(The input begins)

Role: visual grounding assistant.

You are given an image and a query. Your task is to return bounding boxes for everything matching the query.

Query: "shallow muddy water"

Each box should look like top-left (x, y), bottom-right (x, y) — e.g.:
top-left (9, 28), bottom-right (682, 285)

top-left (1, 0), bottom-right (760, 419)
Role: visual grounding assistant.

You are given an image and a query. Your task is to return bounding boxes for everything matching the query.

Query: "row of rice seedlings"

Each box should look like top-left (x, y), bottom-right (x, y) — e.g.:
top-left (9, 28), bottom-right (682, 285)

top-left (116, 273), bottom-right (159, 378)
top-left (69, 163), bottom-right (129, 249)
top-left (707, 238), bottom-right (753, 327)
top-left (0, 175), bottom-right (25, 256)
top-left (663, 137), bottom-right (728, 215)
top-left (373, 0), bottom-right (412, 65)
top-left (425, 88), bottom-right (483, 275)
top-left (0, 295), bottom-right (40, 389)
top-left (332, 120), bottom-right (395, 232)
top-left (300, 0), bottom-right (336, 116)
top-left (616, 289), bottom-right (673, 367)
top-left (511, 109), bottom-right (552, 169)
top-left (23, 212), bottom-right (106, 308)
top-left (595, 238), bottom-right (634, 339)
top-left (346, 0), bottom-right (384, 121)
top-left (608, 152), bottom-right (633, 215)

(The input ends)

● Exercise instructions
The data above must be restated word for word.

● Reply
Role: visual grounding assistant.

You are given an image and a query. Your task is to return bounding boxes for everything matching the query.

Query: "shallow muddy water"

Each box should look like top-left (x, y), bottom-right (x, y) — e.g.:
top-left (9, 28), bottom-right (682, 285)

top-left (1, 0), bottom-right (760, 419)
Role: visual grounding assistant.

You are given an image and a query. Your task is to return bounding boxes for everything matching the query.

Query: "row of rice seedlings"

Each box should look like top-left (x, y), bottom-right (x, y) — e.g.:
top-left (9, 28), bottom-right (682, 285)

top-left (116, 273), bottom-right (159, 378)
top-left (69, 163), bottom-right (129, 249)
top-left (707, 238), bottom-right (753, 327)
top-left (0, 175), bottom-right (25, 256)
top-left (663, 137), bottom-right (728, 215)
top-left (373, 0), bottom-right (412, 65)
top-left (425, 88), bottom-right (483, 275)
top-left (0, 295), bottom-right (40, 389)
top-left (332, 120), bottom-right (395, 232)
top-left (300, 0), bottom-right (336, 116)
top-left (616, 289), bottom-right (673, 367)
top-left (511, 109), bottom-right (552, 169)
top-left (23, 212), bottom-right (106, 308)
top-left (595, 238), bottom-right (634, 339)
top-left (346, 0), bottom-right (384, 121)
top-left (608, 152), bottom-right (633, 215)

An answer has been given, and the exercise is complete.